===== Passage provided

# Workplace Health & Safety: lack of natural light



## Quartz (Sep 30, 2011)

I work 12-hour shifts. With winter coming up I'm facing not seeing the sun - no natural light - for 4.5 days when I work the night shift (7 pm to 7 am) because I'll be asleep during the day. Is there any workplace H&S legislation that's relevant?


----------



## yield (Sep 30, 2011)

I wish my work was back on 12 hour shifts rather than the 8 hours we're on.

Have you read Managing shiftwork: Health and safety guidance?

Sorry it may be out of date.


----------



## Badgers (Sep 30, 2011)

careful now


----------



## Quartz (Sep 30, 2011)

yield said:


> I wish my work was back on 12 hour shifts rather than the 8 hours we're on.
> 
> Have you read Managing shiftwork: Health and safety guidance?
> 
> Sorry it may be out of date.



Not for some months. Thank you for reminding me of it.


----------



## rover07 (Sep 30, 2011)

You get lunch and tea breaks though?


----------



## Quartz (Sep 30, 2011)

Yes. But that's not a lot of good with regards to getting some daylight when it's dark outside.


----------



## equationgirl (Oct 2, 2011)

That's interesting.

I work from 7.30-4pm, and often don't see daylight during winter months, because although I work in an open-plan office I work in a section that gets no natural light. Over the winter I've managed it by taking a vitamin D supplement and 5-HTP when it's really bad. My brother uses a light box at work as he has full blown seasonal adjustment disorder.

==========
===== Task data

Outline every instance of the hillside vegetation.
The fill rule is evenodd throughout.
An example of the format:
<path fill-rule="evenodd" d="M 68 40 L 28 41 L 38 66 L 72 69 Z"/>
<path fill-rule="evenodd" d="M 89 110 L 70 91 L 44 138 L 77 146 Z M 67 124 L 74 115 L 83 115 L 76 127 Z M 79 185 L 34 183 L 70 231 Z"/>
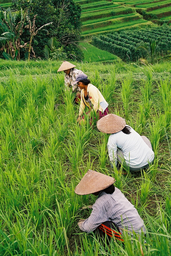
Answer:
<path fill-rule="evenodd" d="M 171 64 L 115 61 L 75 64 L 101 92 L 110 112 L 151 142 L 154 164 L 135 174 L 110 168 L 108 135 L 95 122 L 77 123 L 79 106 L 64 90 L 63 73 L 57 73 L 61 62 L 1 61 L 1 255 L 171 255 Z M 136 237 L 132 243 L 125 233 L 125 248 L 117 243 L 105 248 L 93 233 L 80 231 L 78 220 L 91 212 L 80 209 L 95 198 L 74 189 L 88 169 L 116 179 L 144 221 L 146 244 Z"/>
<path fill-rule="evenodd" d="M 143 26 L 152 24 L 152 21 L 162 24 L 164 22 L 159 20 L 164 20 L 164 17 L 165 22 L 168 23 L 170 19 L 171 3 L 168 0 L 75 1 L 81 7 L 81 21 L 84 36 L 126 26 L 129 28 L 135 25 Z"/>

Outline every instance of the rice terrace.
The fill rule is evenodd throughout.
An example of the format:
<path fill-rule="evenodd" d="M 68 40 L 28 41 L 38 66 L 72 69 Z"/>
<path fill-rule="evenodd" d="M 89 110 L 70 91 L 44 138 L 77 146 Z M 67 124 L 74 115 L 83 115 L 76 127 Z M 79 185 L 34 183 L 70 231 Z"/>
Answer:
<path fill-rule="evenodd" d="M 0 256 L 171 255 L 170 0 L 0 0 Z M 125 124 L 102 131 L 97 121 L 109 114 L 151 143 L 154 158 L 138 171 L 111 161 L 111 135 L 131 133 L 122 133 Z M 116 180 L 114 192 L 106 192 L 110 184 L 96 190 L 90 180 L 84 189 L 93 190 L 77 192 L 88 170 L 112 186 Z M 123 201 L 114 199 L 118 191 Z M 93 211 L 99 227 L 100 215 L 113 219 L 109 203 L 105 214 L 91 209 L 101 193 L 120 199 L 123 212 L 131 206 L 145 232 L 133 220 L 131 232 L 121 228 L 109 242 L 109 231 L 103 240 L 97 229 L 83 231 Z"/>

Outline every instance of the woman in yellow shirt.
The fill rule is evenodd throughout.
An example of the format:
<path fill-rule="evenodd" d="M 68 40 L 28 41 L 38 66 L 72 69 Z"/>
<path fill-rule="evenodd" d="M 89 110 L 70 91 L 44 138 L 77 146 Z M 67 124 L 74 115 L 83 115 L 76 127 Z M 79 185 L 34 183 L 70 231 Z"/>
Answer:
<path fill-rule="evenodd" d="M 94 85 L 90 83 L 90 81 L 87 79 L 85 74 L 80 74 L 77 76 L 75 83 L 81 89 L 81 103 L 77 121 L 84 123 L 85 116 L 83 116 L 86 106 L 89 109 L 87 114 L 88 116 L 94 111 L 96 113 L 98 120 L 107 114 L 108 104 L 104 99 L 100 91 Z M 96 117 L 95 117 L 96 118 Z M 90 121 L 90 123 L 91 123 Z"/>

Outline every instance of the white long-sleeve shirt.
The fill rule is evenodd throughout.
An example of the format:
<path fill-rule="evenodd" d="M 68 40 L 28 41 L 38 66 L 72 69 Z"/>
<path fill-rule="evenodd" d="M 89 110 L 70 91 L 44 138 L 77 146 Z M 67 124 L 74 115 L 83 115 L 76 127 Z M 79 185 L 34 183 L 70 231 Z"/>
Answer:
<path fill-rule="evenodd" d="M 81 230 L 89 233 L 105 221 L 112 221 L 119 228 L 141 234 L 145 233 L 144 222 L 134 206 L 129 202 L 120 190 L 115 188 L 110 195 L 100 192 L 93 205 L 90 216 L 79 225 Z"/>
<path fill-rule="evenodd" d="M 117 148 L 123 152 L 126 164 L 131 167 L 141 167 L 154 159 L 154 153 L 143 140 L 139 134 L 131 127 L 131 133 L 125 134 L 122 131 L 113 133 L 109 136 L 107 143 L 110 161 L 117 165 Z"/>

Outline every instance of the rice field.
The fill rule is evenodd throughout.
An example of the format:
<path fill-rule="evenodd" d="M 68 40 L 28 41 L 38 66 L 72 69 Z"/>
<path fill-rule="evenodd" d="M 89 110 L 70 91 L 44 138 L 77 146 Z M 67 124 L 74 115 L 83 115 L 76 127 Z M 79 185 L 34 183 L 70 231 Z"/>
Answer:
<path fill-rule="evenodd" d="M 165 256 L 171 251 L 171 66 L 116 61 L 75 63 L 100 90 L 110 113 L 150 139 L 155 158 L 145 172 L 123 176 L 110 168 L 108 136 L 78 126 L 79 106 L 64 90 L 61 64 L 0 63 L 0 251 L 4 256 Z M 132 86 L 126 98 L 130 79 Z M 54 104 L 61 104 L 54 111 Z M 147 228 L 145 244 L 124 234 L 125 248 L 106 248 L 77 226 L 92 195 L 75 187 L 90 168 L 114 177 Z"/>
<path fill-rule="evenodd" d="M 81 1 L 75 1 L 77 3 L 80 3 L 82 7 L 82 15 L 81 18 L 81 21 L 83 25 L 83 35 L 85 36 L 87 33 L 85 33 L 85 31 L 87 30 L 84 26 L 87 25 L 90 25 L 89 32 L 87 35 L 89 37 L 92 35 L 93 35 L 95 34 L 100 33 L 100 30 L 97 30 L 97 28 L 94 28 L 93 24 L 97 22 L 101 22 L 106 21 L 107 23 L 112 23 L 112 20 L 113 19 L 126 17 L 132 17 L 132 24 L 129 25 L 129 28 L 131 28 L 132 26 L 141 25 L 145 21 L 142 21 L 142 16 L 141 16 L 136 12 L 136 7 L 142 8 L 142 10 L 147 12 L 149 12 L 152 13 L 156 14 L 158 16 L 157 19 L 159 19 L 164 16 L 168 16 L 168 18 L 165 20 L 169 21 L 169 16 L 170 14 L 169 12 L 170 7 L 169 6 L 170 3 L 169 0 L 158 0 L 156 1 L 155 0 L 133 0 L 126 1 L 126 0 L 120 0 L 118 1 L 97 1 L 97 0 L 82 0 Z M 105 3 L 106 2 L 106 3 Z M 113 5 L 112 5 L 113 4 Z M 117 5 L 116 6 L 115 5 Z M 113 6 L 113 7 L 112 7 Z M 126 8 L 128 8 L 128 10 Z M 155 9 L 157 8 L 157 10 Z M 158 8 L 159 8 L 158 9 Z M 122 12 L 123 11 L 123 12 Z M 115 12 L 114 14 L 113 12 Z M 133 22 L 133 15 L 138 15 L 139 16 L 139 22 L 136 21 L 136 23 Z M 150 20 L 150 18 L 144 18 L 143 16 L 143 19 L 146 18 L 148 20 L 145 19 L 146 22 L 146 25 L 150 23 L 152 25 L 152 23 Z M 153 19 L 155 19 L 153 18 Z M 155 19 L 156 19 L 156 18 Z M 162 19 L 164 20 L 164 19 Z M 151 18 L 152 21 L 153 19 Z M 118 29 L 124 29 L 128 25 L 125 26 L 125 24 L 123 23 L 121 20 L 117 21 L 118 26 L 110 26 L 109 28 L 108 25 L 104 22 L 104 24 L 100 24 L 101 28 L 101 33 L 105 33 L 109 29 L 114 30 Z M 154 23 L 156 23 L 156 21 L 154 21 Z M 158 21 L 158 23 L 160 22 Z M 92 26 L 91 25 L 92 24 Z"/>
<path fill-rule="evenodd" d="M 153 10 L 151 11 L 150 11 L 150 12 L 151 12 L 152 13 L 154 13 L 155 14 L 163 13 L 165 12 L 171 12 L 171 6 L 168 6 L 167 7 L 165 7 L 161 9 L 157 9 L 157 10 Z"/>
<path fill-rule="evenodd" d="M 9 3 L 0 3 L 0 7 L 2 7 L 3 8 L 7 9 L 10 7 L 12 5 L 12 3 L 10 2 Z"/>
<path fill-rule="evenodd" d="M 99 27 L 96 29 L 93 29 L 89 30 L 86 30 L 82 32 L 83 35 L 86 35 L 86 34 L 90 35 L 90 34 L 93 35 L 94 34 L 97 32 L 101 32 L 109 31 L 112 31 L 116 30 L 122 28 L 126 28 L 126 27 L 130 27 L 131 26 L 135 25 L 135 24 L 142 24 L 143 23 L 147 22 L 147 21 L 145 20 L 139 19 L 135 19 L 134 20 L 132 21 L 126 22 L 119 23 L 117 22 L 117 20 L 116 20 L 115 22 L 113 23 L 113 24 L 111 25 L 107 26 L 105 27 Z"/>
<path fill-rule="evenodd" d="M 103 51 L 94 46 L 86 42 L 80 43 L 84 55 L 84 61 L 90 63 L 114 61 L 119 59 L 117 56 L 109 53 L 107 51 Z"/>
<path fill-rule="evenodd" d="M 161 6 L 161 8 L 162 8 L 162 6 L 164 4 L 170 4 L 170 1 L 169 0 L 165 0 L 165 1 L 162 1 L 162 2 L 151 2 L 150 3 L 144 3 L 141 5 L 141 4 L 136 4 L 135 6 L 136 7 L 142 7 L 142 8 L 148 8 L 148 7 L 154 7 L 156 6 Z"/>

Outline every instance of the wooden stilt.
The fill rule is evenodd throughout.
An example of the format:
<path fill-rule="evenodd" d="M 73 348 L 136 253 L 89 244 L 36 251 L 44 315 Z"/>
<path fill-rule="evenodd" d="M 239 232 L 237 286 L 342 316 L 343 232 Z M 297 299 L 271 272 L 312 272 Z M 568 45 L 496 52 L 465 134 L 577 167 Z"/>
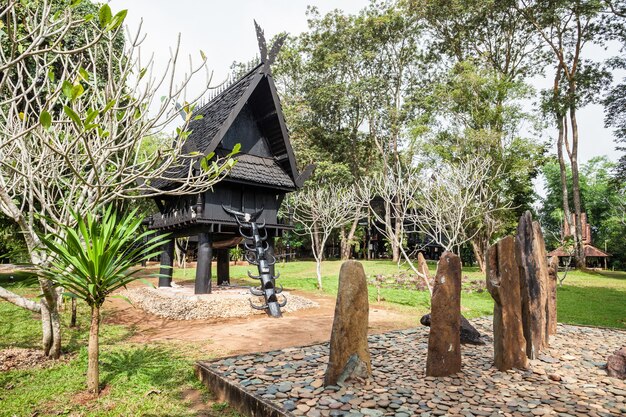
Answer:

==========

§ Requests:
A - In the listing, rename "hillside vegetation" to "hillside shrubs" in the lines from its first line through the line containing "143 26 L 152", and return those lines with nothing else altered. Leave out the pictures.
B - Go on with the thread about missing daylight on night shifts, starting after its last post.

§ Results of the tasks:
A -
Outline every instance of the hillside shrubs.
The fill rule is evenodd throughout.
An example of the format:
<path fill-rule="evenodd" d="M 68 40 L 28 41 L 38 66 L 72 69 Z"/>
<path fill-rule="evenodd" d="M 89 110 L 70 91 L 44 138 L 77 146 Z M 67 124 L 74 115 L 83 115 L 76 127 Z M 79 185 L 34 183 L 70 231 Z"/>
Answer:
<path fill-rule="evenodd" d="M 171 64 L 115 61 L 75 64 L 101 92 L 110 112 L 151 142 L 154 164 L 135 174 L 110 168 L 108 135 L 95 122 L 77 123 L 79 106 L 64 90 L 63 73 L 57 73 L 61 62 L 1 61 L 1 255 L 171 255 Z M 136 237 L 132 243 L 125 233 L 125 248 L 117 243 L 105 248 L 93 233 L 80 231 L 78 220 L 91 212 L 80 209 L 95 198 L 74 189 L 88 169 L 116 179 L 144 221 L 146 244 Z"/>
<path fill-rule="evenodd" d="M 143 26 L 152 24 L 152 21 L 162 24 L 164 22 L 159 20 L 164 20 L 164 17 L 165 22 L 168 23 L 170 19 L 171 3 L 168 0 L 75 1 L 81 7 L 81 21 L 84 36 L 126 26 L 129 28 L 135 25 Z"/>

B -
----------



## Geri (Oct 2, 2011)

Good thing you are not a miner.


----------



## stuff_it (Oct 3, 2011)

equationgirl said:


> That's interesting.
> 
> I work from 7.30-4pm, and often don't see daylight during winter months, because although I work in an open-plan office I work in a section that gets no natural light. Over the winter I've managed it by taking a vitamin D supplement and 5-HTP when it's really bad. My brother uses a light box at work as he has full blown seasonal adjustment disorder.


Does that actually work? I'm not sure how I can sneak one into the truck though - Mr _it works nights but I can't imagine him taking a supplement.


----------



## equationgirl (Oct 3, 2011)

Seems to work for my brother but they are fiendishly bright. You could always suggest the vitamin D and see what happens. SAD seems to run in the family, three of us have it to varying degrees.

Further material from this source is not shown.